Transcribe each line of the records below exactly, excluding any embedded images.

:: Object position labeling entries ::
----------------------------------------
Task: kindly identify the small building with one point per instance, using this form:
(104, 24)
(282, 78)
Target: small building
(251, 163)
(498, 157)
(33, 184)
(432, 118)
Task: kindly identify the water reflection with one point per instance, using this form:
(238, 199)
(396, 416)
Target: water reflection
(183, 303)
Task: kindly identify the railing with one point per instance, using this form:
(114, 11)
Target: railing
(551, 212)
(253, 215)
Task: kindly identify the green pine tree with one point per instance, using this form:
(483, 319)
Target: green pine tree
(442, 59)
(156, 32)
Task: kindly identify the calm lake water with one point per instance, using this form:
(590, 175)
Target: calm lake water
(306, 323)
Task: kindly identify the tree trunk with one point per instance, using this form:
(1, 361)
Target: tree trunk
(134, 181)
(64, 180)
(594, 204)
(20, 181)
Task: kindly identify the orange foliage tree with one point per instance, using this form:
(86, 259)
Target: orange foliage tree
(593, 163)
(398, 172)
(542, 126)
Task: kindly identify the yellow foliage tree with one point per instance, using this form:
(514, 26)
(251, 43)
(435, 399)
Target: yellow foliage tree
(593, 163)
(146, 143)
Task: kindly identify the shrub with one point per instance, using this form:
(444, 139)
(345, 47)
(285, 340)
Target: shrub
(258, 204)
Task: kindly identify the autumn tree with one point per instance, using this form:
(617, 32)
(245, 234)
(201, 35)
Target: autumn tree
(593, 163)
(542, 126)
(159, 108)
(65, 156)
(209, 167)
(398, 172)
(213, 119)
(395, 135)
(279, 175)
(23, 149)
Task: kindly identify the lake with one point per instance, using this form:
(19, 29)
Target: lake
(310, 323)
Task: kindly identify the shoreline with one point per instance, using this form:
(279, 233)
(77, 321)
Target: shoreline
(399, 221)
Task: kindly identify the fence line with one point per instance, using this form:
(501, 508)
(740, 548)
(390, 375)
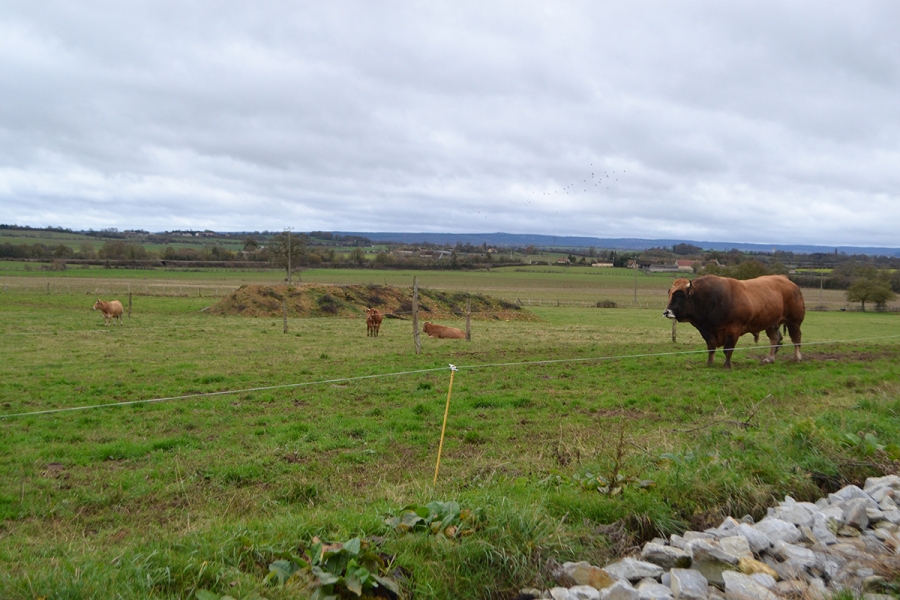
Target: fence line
(414, 372)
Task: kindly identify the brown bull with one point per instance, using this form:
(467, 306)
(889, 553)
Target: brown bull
(723, 309)
(443, 332)
(373, 322)
(111, 310)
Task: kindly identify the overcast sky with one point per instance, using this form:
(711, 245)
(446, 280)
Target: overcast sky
(745, 121)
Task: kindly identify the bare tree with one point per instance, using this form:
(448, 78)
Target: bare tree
(287, 251)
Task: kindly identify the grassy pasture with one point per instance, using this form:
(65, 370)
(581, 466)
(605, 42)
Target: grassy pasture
(324, 431)
(533, 286)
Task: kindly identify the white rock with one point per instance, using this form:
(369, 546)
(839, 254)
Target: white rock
(620, 590)
(764, 579)
(758, 541)
(561, 594)
(742, 587)
(736, 545)
(778, 530)
(633, 570)
(648, 590)
(802, 558)
(666, 556)
(688, 584)
(584, 592)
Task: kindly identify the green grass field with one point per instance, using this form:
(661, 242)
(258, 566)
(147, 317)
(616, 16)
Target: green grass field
(241, 442)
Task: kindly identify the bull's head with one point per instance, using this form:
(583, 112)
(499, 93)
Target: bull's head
(678, 295)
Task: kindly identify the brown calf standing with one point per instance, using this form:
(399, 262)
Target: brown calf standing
(373, 322)
(111, 310)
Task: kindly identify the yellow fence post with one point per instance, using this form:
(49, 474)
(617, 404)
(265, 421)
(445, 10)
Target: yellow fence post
(444, 426)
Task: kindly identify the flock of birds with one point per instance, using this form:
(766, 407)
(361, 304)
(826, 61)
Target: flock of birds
(587, 185)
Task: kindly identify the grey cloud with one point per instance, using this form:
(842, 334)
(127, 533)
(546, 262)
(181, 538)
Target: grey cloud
(457, 117)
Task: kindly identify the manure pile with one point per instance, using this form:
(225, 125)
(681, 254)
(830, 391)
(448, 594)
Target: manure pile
(317, 300)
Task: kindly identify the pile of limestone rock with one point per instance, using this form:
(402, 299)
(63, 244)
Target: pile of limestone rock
(848, 541)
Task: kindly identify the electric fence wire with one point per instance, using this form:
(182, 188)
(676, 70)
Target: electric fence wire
(415, 372)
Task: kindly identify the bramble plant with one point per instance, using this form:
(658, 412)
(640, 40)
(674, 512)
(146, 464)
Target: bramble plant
(444, 518)
(332, 571)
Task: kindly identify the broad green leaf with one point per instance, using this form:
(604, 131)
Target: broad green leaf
(388, 583)
(283, 569)
(324, 577)
(353, 583)
(352, 546)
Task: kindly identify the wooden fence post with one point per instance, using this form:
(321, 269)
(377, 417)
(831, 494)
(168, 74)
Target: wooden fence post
(416, 340)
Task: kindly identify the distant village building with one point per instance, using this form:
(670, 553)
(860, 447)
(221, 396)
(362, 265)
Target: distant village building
(660, 268)
(685, 265)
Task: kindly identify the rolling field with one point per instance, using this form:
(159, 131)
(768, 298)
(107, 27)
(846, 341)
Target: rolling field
(191, 451)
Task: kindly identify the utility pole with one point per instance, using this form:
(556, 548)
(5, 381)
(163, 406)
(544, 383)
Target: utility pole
(287, 230)
(635, 281)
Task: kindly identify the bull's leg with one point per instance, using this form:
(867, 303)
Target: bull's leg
(729, 350)
(794, 332)
(775, 338)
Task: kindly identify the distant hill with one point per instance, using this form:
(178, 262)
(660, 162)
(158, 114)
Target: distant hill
(567, 242)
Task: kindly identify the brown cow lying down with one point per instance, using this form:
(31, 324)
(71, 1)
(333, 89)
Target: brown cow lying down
(373, 322)
(442, 332)
(723, 309)
(111, 310)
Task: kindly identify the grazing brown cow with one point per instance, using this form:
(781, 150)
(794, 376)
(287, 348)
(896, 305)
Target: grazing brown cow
(442, 332)
(373, 322)
(723, 309)
(111, 310)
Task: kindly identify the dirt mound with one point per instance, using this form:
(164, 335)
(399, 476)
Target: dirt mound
(316, 300)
----------------------------------------
:: FINAL RESULT ::
Task: kindly identify the small building with one point per instance, using this form:
(104, 24)
(282, 78)
Target: small building
(251, 163)
(498, 157)
(33, 184)
(432, 118)
Task: kindly identify the water reflection with one point per instance, using this form:
(238, 199)
(396, 416)
Target: water reflection
(183, 303)
Task: kindly identify the railing with one point per instance, using this form:
(114, 11)
Target: railing
(551, 212)
(253, 215)
Task: kindly identify the green pine tree with one point per instance, using this form:
(483, 319)
Target: green pine tree
(442, 59)
(156, 32)
Task: kindly identify the calm lake water with one point per instance, using this form:
(590, 175)
Target: calm lake water
(306, 323)
Task: kindly identify the tree trunk with one point per instance, using this form:
(1, 361)
Target: tree trunk
(134, 181)
(64, 180)
(594, 204)
(20, 181)
Task: kindly identify the orange foliage tree with one point per instance, using this form:
(86, 259)
Target: orange foliage tree
(593, 163)
(398, 172)
(542, 126)
Task: kindly identify the yellow foliage tree with one point per instance, using this form:
(514, 26)
(251, 43)
(435, 399)
Target: yellow foliage tree
(593, 163)
(146, 143)
Task: kindly identify the shrub with one point per instance, using this form:
(444, 139)
(345, 47)
(285, 340)
Target: shrub
(258, 204)
Task: kindly identify the autumn tree with one point per instance, using this form:
(617, 32)
(245, 234)
(201, 35)
Target: autumn tree
(593, 163)
(542, 126)
(159, 108)
(65, 156)
(209, 167)
(398, 172)
(213, 119)
(395, 135)
(279, 175)
(23, 149)
Task: kindly identify the lake with one point per instance, using this form:
(19, 29)
Target: lake
(310, 323)
Task: kindly identify the shoreline with one point per instance, using this form:
(279, 233)
(77, 321)
Target: shoreline
(399, 221)
Task: kindly identify the fence line with one point per instance, using this form:
(501, 508)
(740, 548)
(390, 375)
Target: fence line
(414, 372)
Task: kindly identify the brown bull with one point per instance, using this form:
(467, 306)
(889, 553)
Target: brown bull
(723, 309)
(443, 332)
(373, 322)
(111, 310)
Task: kindly identify the overcast sky with one point per instance, using this form:
(711, 245)
(446, 280)
Target: overcast sky
(745, 121)
Task: kindly identify the bare tree with one point per instance, using this form:
(448, 78)
Target: bare tree
(287, 251)
Task: kindly identify the grassy pasture with one point per instance, using this form:
(65, 370)
(581, 466)
(605, 42)
Target: grassy pasture
(324, 431)
(533, 286)
Task: kindly identify the white rock with one point per instance, using this form:
(369, 546)
(839, 254)
Target: white rock
(620, 590)
(764, 579)
(758, 541)
(561, 594)
(742, 587)
(736, 545)
(778, 530)
(633, 570)
(648, 590)
(802, 558)
(666, 556)
(688, 584)
(584, 592)
Task: kindly identify the green grass field with one point per instance, using this form:
(661, 242)
(258, 566)
(147, 317)
(616, 16)
Target: green grass field
(241, 442)
Task: kindly identify the bull's head with one point per instance, using this form:
(583, 112)
(499, 93)
Target: bull's head
(678, 295)
Task: kindly identify the brown calf standing with one point per instance, using this form:
(399, 262)
Target: brown calf standing
(373, 322)
(111, 310)
Task: kindly identify the yellow fence post with one point per instance, using this form:
(49, 474)
(617, 404)
(265, 421)
(445, 10)
Target: yellow fence post
(444, 426)
Task: kindly identify the flock of birds with one point per instance, using this form:
(766, 407)
(361, 304)
(826, 61)
Target: flock of birds
(587, 185)
Task: kindly identify the grey cloud with one point per instance, using this form:
(842, 334)
(127, 533)
(546, 262)
(181, 538)
Target: grey cloud
(457, 117)
Task: kindly identify the manure pile with one point per instance, using this form:
(225, 125)
(681, 254)
(830, 391)
(448, 594)
Target: manure pile
(317, 300)
Task: kindly identify the pile of limestone rock with one point per instance, using this form:
(402, 299)
(63, 244)
Target: pile of limestone rock
(848, 541)
Task: kindly identify the electric fence wire with one point per instance, using this form:
(182, 188)
(676, 70)
Target: electric fence wire
(415, 372)
Task: kindly identify the bramble plant with one point per instance, using this form:
(658, 412)
(640, 40)
(674, 512)
(146, 464)
Target: bramble plant
(444, 518)
(332, 571)
Task: kindly identify the broad green leaf with one point per instance, using this form:
(604, 131)
Target: broad green leaf
(388, 583)
(283, 569)
(324, 577)
(353, 583)
(352, 546)
Task: kindly identify the wooden fence post with one point per instance, using this form:
(321, 269)
(377, 417)
(831, 494)
(168, 74)
Target: wooden fence post
(416, 340)
Task: kindly identify the distant village building with one point per instance, using this form:
(670, 553)
(860, 447)
(221, 396)
(362, 265)
Target: distant village building
(660, 268)
(685, 265)
Task: kindly identify the rolling field with one point per instance, using this form:
(159, 131)
(768, 298)
(107, 27)
(846, 341)
Target: rolling field
(191, 451)
Task: kindly identify the utility pole with one point per instance, using this form:
(556, 548)
(5, 381)
(163, 406)
(544, 383)
Target: utility pole
(287, 230)
(635, 281)
Task: kindly identify the bull's leg with one point per instance, using this form:
(867, 303)
Target: bull's leg
(729, 350)
(794, 332)
(775, 338)
Task: kindly identify the distant hill with one point per instance, using this form:
(178, 262)
(660, 162)
(158, 114)
Target: distant hill
(567, 242)
Task: kindly identify the brown cow lying down with one point per instance, using this form:
(31, 324)
(71, 1)
(333, 89)
Target: brown cow lying down
(373, 322)
(442, 332)
(723, 309)
(111, 310)
Task: kindly identify the grazing brown cow with one point per instance, using this form:
(781, 150)
(794, 376)
(287, 348)
(896, 305)
Target: grazing brown cow
(442, 332)
(373, 322)
(723, 309)
(111, 310)
Task: kindly identify the dirt mound with one point per instance, using this form:
(164, 335)
(399, 476)
Target: dirt mound
(316, 300)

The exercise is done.